> **SOURCE EXTRACT**
+-------+

I am about as left-leaning as I can get without falling over on my side, and lately I’ve been thinking that the research is correct: Democrats and Republicans are born that way. When Reagan was elected Governor of California in 1967, my father was so angry he swore in front of me and steamed for days. When my landlord, a Mr. Shiess, refused to return my deposit money just because he believed he could get away with it, my incensed father drove to Goleta, where many UC Santa Barbara students live, and threatened the man with a lawsuit. After that, he cleverly transposed two letters and referred to the greedy bastard as Mr. Sheiss (German for “shit”).

My father was a sensitive, if ruminating, man who would have given his golden retriever, Rusty, his last morsel, and his inability to hold onto whatever little money he managed to amass over the course of his short life seemed more a function of his biology than of anything else. This is not to say that all Democrats are wealth averse. Though my mother was a Democrat, she craved money more than anyone I have known, and my brother, too, a Democrat, also, is a staunch defender of capitalism and a great gatherer of goods.

+-------+

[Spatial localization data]
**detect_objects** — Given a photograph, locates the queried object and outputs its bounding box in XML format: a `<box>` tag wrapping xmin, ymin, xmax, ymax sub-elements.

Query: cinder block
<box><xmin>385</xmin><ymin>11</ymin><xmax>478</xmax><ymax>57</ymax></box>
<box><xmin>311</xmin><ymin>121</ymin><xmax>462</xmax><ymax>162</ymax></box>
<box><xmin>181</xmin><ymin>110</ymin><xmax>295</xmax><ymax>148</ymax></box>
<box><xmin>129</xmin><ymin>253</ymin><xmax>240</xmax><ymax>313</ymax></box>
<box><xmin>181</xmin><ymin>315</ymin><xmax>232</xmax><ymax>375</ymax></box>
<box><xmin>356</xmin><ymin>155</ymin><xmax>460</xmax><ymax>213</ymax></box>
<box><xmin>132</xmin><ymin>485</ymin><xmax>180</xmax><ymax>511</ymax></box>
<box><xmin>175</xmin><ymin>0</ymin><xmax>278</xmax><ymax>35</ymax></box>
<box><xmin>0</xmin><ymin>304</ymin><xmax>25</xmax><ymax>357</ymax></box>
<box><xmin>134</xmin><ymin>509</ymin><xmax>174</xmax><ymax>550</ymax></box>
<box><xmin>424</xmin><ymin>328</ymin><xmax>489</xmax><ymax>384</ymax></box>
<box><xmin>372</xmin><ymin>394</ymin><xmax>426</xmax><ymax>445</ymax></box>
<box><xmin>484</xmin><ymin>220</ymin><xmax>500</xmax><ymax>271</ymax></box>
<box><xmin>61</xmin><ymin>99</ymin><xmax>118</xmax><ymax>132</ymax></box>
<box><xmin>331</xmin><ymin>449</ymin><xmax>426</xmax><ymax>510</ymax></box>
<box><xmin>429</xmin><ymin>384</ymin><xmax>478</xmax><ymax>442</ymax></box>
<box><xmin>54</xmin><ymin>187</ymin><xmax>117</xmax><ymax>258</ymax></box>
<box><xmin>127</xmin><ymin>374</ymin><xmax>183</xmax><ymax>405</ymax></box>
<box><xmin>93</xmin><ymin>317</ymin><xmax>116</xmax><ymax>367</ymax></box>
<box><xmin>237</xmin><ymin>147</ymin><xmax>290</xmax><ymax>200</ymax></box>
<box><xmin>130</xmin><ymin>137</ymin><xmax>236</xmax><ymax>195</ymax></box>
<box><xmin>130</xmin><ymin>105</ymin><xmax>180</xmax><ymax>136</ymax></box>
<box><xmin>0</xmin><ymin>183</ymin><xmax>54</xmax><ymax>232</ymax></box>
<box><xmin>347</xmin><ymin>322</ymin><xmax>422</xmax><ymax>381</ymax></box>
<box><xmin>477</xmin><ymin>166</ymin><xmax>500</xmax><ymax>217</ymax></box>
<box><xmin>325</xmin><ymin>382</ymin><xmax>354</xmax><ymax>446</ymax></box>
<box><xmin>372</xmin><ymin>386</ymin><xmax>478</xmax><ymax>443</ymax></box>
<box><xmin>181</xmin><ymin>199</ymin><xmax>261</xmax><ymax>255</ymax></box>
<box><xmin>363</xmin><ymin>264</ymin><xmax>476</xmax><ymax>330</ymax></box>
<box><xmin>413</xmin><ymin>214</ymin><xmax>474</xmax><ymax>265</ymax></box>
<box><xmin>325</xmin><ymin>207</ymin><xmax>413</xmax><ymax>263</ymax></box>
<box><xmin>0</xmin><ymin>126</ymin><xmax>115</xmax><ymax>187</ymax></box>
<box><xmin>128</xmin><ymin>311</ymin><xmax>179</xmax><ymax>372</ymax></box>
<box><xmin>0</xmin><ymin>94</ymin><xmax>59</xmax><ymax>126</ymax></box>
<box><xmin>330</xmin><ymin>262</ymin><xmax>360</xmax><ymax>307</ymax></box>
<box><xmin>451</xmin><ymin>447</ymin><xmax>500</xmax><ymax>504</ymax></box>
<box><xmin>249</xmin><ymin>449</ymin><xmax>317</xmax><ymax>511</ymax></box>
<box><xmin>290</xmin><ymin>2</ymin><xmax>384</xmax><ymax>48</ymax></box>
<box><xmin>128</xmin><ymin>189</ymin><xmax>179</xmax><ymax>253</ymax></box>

+-------+

> **EXERCISE A**
List every member of the narrator's family who is mentioned in the passage on political leanings.
> **EXERCISE B**
Copy the stretch of the passage on political leanings from "My father was a" through "great gatherer of goods.".

> **REPLY A**
Father, mother, brother

> **REPLY B**
My father was a sensitive, if ruminating, man who would have given his golden retriever, Rusty, his last morsel, and his inability to hold onto whatever little money he managed to amass over the course of his short life seemed more a function of his biology than of anything else. This is not to say that all Democrats are wealth averse. Though my mother was a Democrat, she craved money more than anyone I have known, and my brother, too, a Democrat, also, is a staunch defender of capitalism and a great gatherer of goods.